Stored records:
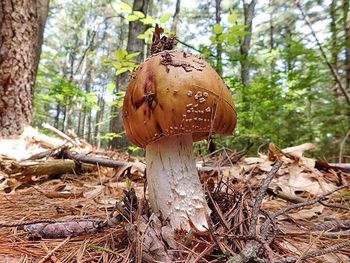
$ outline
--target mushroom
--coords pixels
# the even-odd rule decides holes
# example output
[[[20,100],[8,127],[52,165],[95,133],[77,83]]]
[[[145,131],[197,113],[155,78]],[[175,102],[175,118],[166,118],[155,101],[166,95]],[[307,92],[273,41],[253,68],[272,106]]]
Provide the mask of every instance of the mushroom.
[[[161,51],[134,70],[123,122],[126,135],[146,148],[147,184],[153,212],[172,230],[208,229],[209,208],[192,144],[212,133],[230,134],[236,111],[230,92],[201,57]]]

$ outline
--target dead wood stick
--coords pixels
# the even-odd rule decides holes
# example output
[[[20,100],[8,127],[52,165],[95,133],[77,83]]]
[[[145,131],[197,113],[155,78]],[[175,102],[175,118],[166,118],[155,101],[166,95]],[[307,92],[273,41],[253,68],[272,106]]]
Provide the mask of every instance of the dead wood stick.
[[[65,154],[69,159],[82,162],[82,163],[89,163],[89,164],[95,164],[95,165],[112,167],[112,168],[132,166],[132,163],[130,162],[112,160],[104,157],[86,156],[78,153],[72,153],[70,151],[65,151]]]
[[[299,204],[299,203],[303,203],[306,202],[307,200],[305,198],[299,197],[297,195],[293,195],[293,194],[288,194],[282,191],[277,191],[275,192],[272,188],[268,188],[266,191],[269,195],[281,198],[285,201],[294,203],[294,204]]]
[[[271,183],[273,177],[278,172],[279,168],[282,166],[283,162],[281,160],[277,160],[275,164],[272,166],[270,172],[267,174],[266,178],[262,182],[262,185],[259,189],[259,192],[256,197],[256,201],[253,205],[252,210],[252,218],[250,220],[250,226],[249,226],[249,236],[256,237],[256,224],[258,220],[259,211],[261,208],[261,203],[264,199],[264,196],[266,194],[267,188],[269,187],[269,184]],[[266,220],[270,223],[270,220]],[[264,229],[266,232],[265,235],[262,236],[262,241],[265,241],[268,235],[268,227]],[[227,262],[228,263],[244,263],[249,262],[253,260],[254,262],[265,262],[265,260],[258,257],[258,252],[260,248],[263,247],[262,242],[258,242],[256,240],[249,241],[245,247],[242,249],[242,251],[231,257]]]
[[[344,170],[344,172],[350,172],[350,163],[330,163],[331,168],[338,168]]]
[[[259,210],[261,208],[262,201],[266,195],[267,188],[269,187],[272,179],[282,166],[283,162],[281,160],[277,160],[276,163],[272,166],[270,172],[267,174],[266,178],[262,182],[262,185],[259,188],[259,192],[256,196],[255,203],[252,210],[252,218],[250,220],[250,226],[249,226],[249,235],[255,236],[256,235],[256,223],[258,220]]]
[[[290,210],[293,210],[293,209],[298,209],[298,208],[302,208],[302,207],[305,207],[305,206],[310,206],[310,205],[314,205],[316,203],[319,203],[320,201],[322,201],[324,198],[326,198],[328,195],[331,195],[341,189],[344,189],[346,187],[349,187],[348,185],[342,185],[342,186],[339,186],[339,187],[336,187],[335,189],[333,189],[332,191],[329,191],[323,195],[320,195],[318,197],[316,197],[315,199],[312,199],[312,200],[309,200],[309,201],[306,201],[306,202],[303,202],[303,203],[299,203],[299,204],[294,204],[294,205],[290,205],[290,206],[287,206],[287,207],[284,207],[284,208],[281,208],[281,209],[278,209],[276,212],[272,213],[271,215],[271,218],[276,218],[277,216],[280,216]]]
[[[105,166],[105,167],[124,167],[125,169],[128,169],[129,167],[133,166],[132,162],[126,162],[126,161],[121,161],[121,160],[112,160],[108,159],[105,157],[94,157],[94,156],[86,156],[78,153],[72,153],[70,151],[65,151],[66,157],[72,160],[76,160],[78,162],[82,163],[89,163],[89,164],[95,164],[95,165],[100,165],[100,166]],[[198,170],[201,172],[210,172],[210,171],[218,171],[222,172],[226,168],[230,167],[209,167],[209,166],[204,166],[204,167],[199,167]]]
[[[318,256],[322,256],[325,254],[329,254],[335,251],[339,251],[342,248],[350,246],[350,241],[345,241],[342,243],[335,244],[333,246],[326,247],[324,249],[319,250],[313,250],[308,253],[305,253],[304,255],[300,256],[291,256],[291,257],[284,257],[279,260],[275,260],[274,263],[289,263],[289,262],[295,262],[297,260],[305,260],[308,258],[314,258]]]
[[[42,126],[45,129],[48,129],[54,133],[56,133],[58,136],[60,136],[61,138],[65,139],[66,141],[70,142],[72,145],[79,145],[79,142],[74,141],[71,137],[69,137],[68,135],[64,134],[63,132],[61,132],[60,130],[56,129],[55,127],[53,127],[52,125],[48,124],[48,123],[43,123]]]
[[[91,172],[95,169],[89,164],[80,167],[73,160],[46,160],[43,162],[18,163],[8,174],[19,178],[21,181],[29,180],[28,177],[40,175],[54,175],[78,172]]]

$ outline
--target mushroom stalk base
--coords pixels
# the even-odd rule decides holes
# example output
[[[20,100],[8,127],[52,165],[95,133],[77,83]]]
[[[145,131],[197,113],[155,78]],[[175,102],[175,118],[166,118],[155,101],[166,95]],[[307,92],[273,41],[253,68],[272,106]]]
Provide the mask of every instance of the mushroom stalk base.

▸ Assignment: Exactly as written, please copy out the whole set of records, skipping images.

▸ Solution to the exercise:
$ outline
--target mushroom
--coords pixels
# the even-odd rule decides holes
# example output
[[[20,100],[8,127],[52,165],[95,133],[77,83]]]
[[[145,131],[197,113],[155,78]],[[175,102],[175,118],[166,118],[155,101],[166,95]],[[307,92],[273,41],[253,68],[272,106]]]
Provide the mask of every instance of the mushroom.
[[[161,51],[134,70],[123,122],[126,135],[146,148],[147,184],[153,212],[172,230],[208,229],[209,208],[192,144],[212,133],[230,134],[236,111],[230,92],[201,57]]]

$ outline
--target dead wood stick
--coords pixels
# the even-odd rule decides holes
# example output
[[[20,100],[8,127],[52,165],[95,133],[77,83]]]
[[[145,131],[197,113],[155,78]],[[175,102],[175,118],[166,118],[155,101],[166,95]],[[307,92],[273,41],[253,68],[272,106]]]
Provide the mask of every instance of the dead wood stick.
[[[65,154],[69,159],[82,162],[82,163],[89,163],[89,164],[95,164],[95,165],[112,167],[112,168],[132,166],[132,163],[130,162],[112,160],[104,157],[86,156],[78,153],[72,153],[70,151],[65,151]]]
[[[299,204],[299,203],[303,203],[306,202],[307,200],[305,198],[299,197],[297,195],[293,195],[293,194],[288,194],[282,191],[277,191],[275,192],[272,188],[268,188],[266,191],[269,195],[281,198],[285,201],[294,203],[294,204]]]
[[[271,183],[273,177],[278,172],[279,168],[282,166],[283,162],[281,160],[277,160],[275,164],[272,166],[270,172],[267,174],[266,178],[262,182],[262,185],[259,189],[259,192],[256,197],[256,201],[253,205],[252,210],[252,218],[250,220],[250,226],[249,226],[249,236],[256,237],[256,224],[258,220],[259,211],[261,208],[261,203],[264,199],[264,196],[266,194],[267,188],[269,187],[269,184]],[[266,220],[270,223],[270,220]],[[264,229],[266,232],[265,235],[262,236],[262,241],[265,241],[268,235],[268,227]],[[227,262],[228,263],[244,263],[249,262],[253,260],[254,262],[265,262],[265,260],[258,257],[258,252],[260,248],[263,247],[262,242],[258,242],[256,240],[249,241],[245,247],[242,249],[242,251],[231,257]]]
[[[344,170],[344,172],[350,172],[350,163],[330,163],[331,168],[338,168]]]
[[[259,210],[261,208],[262,201],[266,195],[267,188],[269,187],[272,179],[282,166],[283,162],[281,160],[277,160],[276,163],[272,166],[270,172],[267,174],[266,178],[262,182],[262,185],[259,188],[259,192],[256,196],[255,203],[252,210],[252,218],[250,220],[250,226],[249,226],[249,235],[255,236],[256,235],[256,223],[258,220]]]
[[[290,210],[293,210],[293,209],[298,209],[298,208],[302,208],[302,207],[305,207],[305,206],[310,206],[310,205],[314,205],[316,203],[319,203],[320,201],[322,201],[324,198],[326,198],[328,195],[331,195],[341,189],[344,189],[346,187],[349,187],[348,185],[342,185],[342,186],[339,186],[339,187],[336,187],[335,189],[333,189],[332,191],[329,191],[323,195],[320,195],[318,197],[316,197],[315,199],[312,199],[312,200],[309,200],[309,201],[306,201],[306,202],[303,202],[303,203],[299,203],[299,204],[294,204],[294,205],[290,205],[290,206],[287,206],[287,207],[284,207],[284,208],[281,208],[281,209],[278,209],[276,212],[272,213],[271,215],[271,218],[276,218],[277,216],[280,216]]]
[[[105,166],[105,167],[124,167],[125,169],[128,169],[129,167],[133,166],[132,162],[126,162],[126,161],[121,161],[121,160],[112,160],[108,159],[105,157],[94,157],[94,156],[86,156],[78,153],[72,153],[70,151],[65,151],[66,157],[72,160],[76,160],[78,162],[82,163],[89,163],[89,164],[95,164],[95,165],[100,165],[100,166]],[[198,170],[201,172],[210,172],[210,171],[218,171],[222,172],[226,168],[230,167],[209,167],[209,166],[204,166],[204,167],[199,167]]]
[[[318,256],[322,256],[325,254],[329,254],[335,251],[339,251],[342,248],[350,246],[350,241],[345,241],[342,243],[335,244],[333,246],[326,247],[324,249],[319,250],[313,250],[308,253],[305,253],[304,255],[300,256],[291,256],[291,257],[284,257],[279,260],[275,260],[274,263],[289,263],[289,262],[295,262],[297,260],[305,260],[308,258],[314,258]]]
[[[42,126],[45,129],[48,129],[54,133],[56,133],[58,136],[60,136],[61,138],[65,139],[66,141],[70,142],[72,145],[79,145],[79,142],[74,141],[71,137],[69,137],[68,135],[64,134],[63,132],[61,132],[60,130],[56,129],[55,127],[53,127],[52,125],[48,124],[48,123],[43,123]]]
[[[91,172],[95,169],[89,164],[80,167],[73,160],[46,160],[43,162],[18,163],[8,174],[19,178],[21,181],[29,180],[28,177],[40,175],[54,175],[78,172]]]

$ outline
--target mushroom stalk base
--coords pixels
# the even-odd rule decides holes
# example output
[[[20,100],[8,127],[52,165],[95,133],[77,83]]]
[[[145,131],[197,113],[155,78]],[[175,102],[175,118],[166,118],[155,101],[166,95]],[[307,92],[273,41],[253,68],[272,106]]]
Provide the mask of every instance of the mushroom stalk base.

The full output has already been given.